● Passage to read:

%%

BIDMCDigitalPsychiatry / LAMP-platform

The LAMP Platform (issues and documentation).
https://docs.lamp.digital/
Other
13 stars 10 forks source link

Not able to disable sensor event cache or force it to flush to database periodically #489

Closed jeydude closed 2 years ago

jeydude commented 2 years ago

Hi,

Recently I updated my lamp api server on my test server to refer

image: ghcr.io/bidmcdigitalpsychiatry/lamp-server:2022

from

    image: bidmcdigitalpsychiatry/lamp-server:2021

after the image updated to 2022, I am not getting any sensor data to LAMP API Server. I could see my activity data, no issues.

Closed the iPhone app and reopened the iPhone few time still having issues to send sensor data to LAMP API server.

Here is the list of sensors and its settings applied now:

{
"data": [
  {
"id": "a0dhh5wty34th4n17cew",
"timestamp": 1616532925174,
"spec": "lamp.analytics",
"name": "analytics",
"settings": {}
},
  {
"id": "mqppvpn4qwqmx1bx8wdm",
"timestamp": 1616532945282,
"spec": "lamp.heart_rate",
"name": "HR",
"settings": {}
},
  {
"id": "aqfb40nrnr5n035gqfqq",
"timestamp": 1616532964156,
"spec": "lamp.screen_state",
"name": "Screen Status",
"settings": {}
},
  {
"id": "mc4f1yd4sf3yvt4w4e2a",
"timestamp": 1616532970516,
"spec": "lamp.sleep",
"name": "Sleep",
"settings": {}
},
  {
"id": "t928ka5nc4fv9g60r0wp",
"timestamp": 1616532976301,
"spec": "lamp.steps",
"name": "steps",
"settings": {}
},
  {
"id": "wvcarrj57jedaje8sa2x",
"timestamp": 1616532981861,
"spec": "lamp.telephony",
"name": "calls",
"settings": {}
},
  {
"id": "3ewpt11q4y656pgwxj8j",
"timestamp": 1623077614569,
"spec": "lamp.accelerometer",
"name": "Accelerometer",
"settings": {
"frequency": 0.0166,
"cellular_upload": true
}
},
  {
"id": "5pb6j7e88amnvwrzph72",
"timestamp": 1623077622389,
"spec": "lamp.gps",
"name": "GPS",
"settings": {
"frequency": 0.0166,
"cellular_upload": true
}
}
],
}
avaidyam commented 2 years ago

@jeydude Can you share your whole docker-compose.yml file? It's likely that NATS and Redis are not properly configured.

%%

● Information supplied:
%%

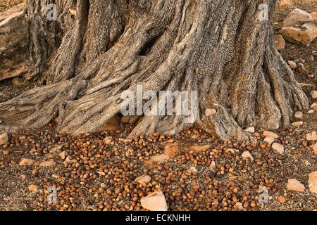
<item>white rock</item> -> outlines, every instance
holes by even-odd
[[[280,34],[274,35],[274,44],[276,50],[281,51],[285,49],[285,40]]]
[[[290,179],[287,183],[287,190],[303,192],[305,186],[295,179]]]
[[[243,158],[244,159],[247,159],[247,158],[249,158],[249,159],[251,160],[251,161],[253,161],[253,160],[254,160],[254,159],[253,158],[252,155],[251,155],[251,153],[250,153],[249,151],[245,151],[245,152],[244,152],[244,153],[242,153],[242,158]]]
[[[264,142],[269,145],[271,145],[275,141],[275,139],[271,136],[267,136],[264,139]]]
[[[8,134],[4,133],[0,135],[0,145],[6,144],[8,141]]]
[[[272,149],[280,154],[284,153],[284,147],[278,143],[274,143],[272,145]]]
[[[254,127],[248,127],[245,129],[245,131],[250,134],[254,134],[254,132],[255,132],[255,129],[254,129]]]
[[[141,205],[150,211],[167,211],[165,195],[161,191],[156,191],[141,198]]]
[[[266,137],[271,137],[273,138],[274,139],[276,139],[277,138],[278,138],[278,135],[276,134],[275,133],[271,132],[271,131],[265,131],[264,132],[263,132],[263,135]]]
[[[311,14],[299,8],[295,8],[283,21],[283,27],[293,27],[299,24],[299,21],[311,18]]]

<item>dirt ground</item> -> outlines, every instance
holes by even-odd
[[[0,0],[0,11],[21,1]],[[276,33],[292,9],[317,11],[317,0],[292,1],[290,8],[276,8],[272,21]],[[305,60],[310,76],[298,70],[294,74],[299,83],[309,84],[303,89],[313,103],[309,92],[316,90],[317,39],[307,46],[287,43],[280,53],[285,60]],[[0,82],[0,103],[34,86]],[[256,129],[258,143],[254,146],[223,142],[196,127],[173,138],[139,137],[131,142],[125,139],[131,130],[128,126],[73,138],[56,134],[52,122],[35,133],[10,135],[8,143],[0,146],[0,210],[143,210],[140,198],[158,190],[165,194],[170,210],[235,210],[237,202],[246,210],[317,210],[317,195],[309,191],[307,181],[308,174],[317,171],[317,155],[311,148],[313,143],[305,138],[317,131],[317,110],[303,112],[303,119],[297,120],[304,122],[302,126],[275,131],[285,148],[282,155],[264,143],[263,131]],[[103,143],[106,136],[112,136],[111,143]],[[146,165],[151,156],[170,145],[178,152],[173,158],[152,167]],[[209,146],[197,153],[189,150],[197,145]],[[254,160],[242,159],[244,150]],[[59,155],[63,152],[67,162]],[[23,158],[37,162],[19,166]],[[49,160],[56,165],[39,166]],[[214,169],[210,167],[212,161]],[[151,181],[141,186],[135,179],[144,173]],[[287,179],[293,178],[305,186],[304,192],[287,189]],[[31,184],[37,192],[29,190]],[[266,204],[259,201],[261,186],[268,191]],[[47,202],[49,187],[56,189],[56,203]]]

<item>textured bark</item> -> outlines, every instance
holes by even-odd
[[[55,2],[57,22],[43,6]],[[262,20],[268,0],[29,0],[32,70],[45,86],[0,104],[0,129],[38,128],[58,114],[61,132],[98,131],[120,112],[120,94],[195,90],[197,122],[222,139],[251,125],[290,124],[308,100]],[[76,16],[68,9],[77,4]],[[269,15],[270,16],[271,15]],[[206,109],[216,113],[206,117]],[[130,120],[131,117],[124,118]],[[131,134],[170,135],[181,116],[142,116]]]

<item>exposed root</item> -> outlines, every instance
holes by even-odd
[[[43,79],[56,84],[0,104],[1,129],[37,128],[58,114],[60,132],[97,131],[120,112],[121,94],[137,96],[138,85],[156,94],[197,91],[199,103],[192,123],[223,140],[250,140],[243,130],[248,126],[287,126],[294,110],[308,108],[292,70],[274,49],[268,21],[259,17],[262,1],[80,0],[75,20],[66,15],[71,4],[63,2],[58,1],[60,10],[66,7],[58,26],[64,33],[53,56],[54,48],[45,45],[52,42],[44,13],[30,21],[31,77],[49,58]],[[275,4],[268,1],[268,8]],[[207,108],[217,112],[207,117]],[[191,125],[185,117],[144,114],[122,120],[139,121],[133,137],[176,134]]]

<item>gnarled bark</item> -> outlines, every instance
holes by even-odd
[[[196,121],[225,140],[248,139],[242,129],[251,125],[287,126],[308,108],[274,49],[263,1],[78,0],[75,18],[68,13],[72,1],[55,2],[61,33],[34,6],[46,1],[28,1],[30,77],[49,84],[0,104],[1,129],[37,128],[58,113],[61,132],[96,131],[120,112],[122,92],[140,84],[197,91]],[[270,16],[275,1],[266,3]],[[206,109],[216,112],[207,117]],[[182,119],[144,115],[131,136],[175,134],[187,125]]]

%%

● Required actions:
**1)** Answer these questions about the LAMP server issue thread:
(a) Which image does the server now refer to after the update?
(b) What kind of data could jeydude still see after the update?
(c) Which two components does the reply suggest are likely not properly configured?
**2)** Continue the LAMP server issue thread from the point where it stops.
The rows come from a source separate from the LAMP server issue thread.

● Task-by-task results:
**1)**
(a) ghcr.io/bidmcdigitalpsychiatry/lamp-server:2022
(b) Activity data
(c) NATS and Redis

**2)**
jeydude commented 2 years ago

here is the lamp stack yml file

version: '3.7'
services:
  server:
    image: ghcr.io/bidmcdigitalpsychiatry/lamp-server:2022
    healthcheck:
      test: wget --no-verbose --tries=1 --spider http://localhost:3000 || exit 1
    environment:
      HTTPS: 'off'
      SCHEDULER: 'on'
      ROOT_KEY: 'xxxxxxx'
      CDB: 'http://admin:xxxxxx@database:5984/'
      APP_GATEWAY: 'app-gateway.lamp.digital'
      PUSH_API_KEY: 'xxxxxxx'
      DASHBOARD_URL: 'dashboard.lamp.digital'
      REDIS_HOST: 'redis://cache:6379/0'
      NATS_SERVER: 'message_queue:4222'
    networks:
      - default
      - public
    logging:
      options:
        max-size: "10m"
        max-file: "3"
    deploy:
      mode: replicated
      update_config:
        order: start-first
        failure_action: rollback
      labels:
         traefik.enable: 'true'
         traefik.http.routers.lamp_server.entryPoints: 'websecure'
         traefik.http.routers.lamp_server.rule: 'Host(`xxxxxx`)'
         traefik.http.routers.lamp_server.tls.certresolver: 'default'
         traefik.http.services.lamp_server.loadbalancer.server.port: 3000
         traefik.docker.network: 'public'
      placement:
        constraints:
          - node.role == manager 
  database:
    image: mlpcouchdb
    healthcheck:
      test: curl --fail --silent http://localhost:5984/_up || exit 1
    environment:
      COUCHDB_USER: 'admin'
      COUCHDB_PASSWORD: 'xxxxxx'
    volumes:
      - /apps/mindLAMP/data/couchdb:/opt/couchdb/data
    networks:
      - public
    deploy:
      mode: replicated
      update_config:
        order: stop-first
        failure_action: rollback
      placement:
        constraints:
          - node.role == manager
    ports:
    - "4369:4369/tcp"
    - "5984:5984/tcp"
    - "9100:9100/tcp"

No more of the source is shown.